═══ EXCERPT PROVIDED
Impe-ish: A 2013 sale of hockey memorabilia by Montreal’s Classic Auctions featured a selection of Ed Van Impe’s cherished mementoes from Philadelphia’s famous 1976 encounter with Moscow’s Red Army. Included in Lot #18 was a game program and a copy of the NHL’s official scoresheet. Also, as seen above: the wristwatch that Van Impe received as a gift from the Soviets, along with an 8 x 10 photograph of Kharlamov prone on the ice in the moments after Van Impe hit him in the game’s first period. They all could have been yours, though they’re not: they sold to somebody else for the princely sum of US$242. (Photo: Classic Auctions)

Impe-ish: A 2013 sale of hockey memorabilia by Montreal’s Classic Auctions featured a selection of Ed Van Impe’s cherished mementoes from Philadelphia’s famous 1976 encounter with Moscow’s Red Army. Included in Lot #18 was a game program and a copy of the NHL’s official scoresheet. Also, as seen above: the wristwatch that Van Impe received as a gift from the Soviets, along with an 8 x 10 photograph of Kharlamov prone on the ice in the moments after Van Impe hit him in the game’s first period. They all could have been yours, though they’re not: they sold to somebody else for the princely sum of US$242. (Photo: Classic Auctions)

It’s 40 years since the Montreal Canadiens and CSKA Moscow — the legendary Central Red Army team — played what lots of people say was the best hockey game ever. Todd Denault wrote a whole book to that effect, and more: in The Greatest Game, he argues that their 3-3 tie on New Year’s Eve of 1975 actually saved hockey from the violence and cynicism that was dragging it under, reminding us all what a beautiful game it is while redeeming and returning it to righteousness.

If that’s the case, hockey and Central Army both had a short detour they had to follow first, south, to Philadelphia, home of the reigning Stanley Cup champions. While the game in Montreal may have showed hockey in all its competitive finery, the Soviets’ meeting on Sunday, January 11, 1976, with the Flyers is remembered for its bruising and bitterness — not to mention the fact that the game was very nearly abandoned midway through the first period.

Two enhanced Soviet teams had arrived in North America before Christmas that winter on a much anticipated exhibition tour of NHL cities: the Super Series. Krylya Sovetov — the Soviet Wings — were bolstered by four of Moscow Spartak’s best players, and their tour saw them beat Pittsburgh, Chicago, and the New York Islanders before they lost to the Buffalo Sabres.

To a roster that already featured names like Kharlamov, Tretiak, Petrov, and Mikhailov, Central Army added a pair of Dynamo Moscow ringers, Alexander Maltsev and Valeri Vasiliev. Their swing started with a win over the New York Rangers before the game in Montreal, which they followed with a win in Boston over the Bruins.

The Russians had a few days free in Philadelphia before Sunday’s game with the Flyers. On Friday, January 9, the Flyers gave them lunch. Saturday, many of the players went to see Jaws. Ahead Sunday’s afternoon game, there was a kerfuffle involving signs in the Spectrum protesting the Soviet government’s treatment of Jews, a threat of Russian withdrawal — but NHLPA executive director Alan Eagleson talked to Flyers’ president Ed Snider and had the signs removed.
══════
Please write the next part of the piece on the Flyers' January 1976 game against Central Red Army, picking up after its last sentence.
═══ DATA RECORDS
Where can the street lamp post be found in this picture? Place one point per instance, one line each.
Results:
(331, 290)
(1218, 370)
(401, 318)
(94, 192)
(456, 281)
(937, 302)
══════
ANSWER FOR THE TASK:
Once the hockey got going, rancor ruled. If you don’t recall, maybe we’ll let a few headlines from next morning’s (North American) papers frame it for you:

Flyers Whip Reds, No. 1 in the World

Russians Cry Uncle As Flyers Fly, 4-1

Reds Balk, Take Loss

Grumbling Soviets Fall To Flyers

Philadelphia defenseman Ed Van Impe was, if not the star of the show, then certainly its accelerant. Released from the penalty box where he’d been serving a first-period tripping call, he made a beeline for Valeri Kharlamov, whom he belted. Referee Lloyd Gilmour looked, but called no penalty. Stephen Cole describes the scene in his latest book Hockey Night Fever (2014): “Kharlamov squirmed, tried to get up and then collapsed.”

Army coach Konstantin Loktev called his goaltender, Vladislav Tretiak, to the bench. Cole says the idea was to give Gilmour time to reconsider. Instead, the referee assessed Army a minor for delay of game. Exit the Soviets withdrew to their dressing room in a snit.

The delay that followed lasted nearly 20 minutes. Furious negotiations ensued, with NHL president Clarence Campbell joining Eagleson and Snider in discussions with Vyacheslav Koloskov, head of the Soviet hockey federation, and Loktev. The story that’s popularly told is that the Soviets returned because they were told that they wouldn’t be paid if they refused to finish the game, but that, as we’ll see, has been persuasively denied by several of the principals involved. One version has Snider telling the Soviets they’ll have to reimburse the fans in the building: that sound more likely.

Once the game resumed, the Flyers went ahead 3-0 on goals by Reggie Leach, Rick MacLeish, and Joe Watson. Victor Kutergin scored for Army before Larry Goodenough added another Philadelphia goal in the third.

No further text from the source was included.